▶ Provided passage

####

Gotta start off with two quick notes: first, we apologize for this coming out a day late. Second, there were some technical issues with Skype when we recorded and, as you’ll hear, there are a few times throughout the show where the flow gets interrupted.

Okay, now on to the show.

It’s Tony’s turn to choose the topic and he comes up with something we hadn’t thought of before: how do peoples’ behavior change when they see  a camera? And have behaviors changed now that cameras (and smart phones, etc.) have become so commonplace in our society? Are people more guarded or more open? Are they hesitatnt about where those pictures may end up or do they care? Does it matter whether it’s a professional or an amateur who is taking the picture?

A lot of disagreement in today’s show and it makes for some good stuff. And make sure you tell us in the comments section whether you think you change your behavior when you see a camera. Or have you noticed a change in how people react over the past 5, 10, 20 years?

And should we have named this episode Babies and Bot Flies and Larvae, Oh My?

####

▶ Work to complete
In the podcast episode notes, substitute "Zoom" for "Skype" and write out the passage again, starting at the words "Gotta start off" and stopping after "to the show.".

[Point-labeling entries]

####

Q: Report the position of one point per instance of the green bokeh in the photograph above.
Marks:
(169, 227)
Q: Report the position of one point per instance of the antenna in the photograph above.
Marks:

####

▶ Answer to the problem
Gotta start off with two quick notes: first, we apologize for this coming out a day late. Second, there were some technical issues with Zoom when we recorded and, as you’ll hear, there are a few times throughout the show where the flow gets interrupted.

Okay, now on to the show.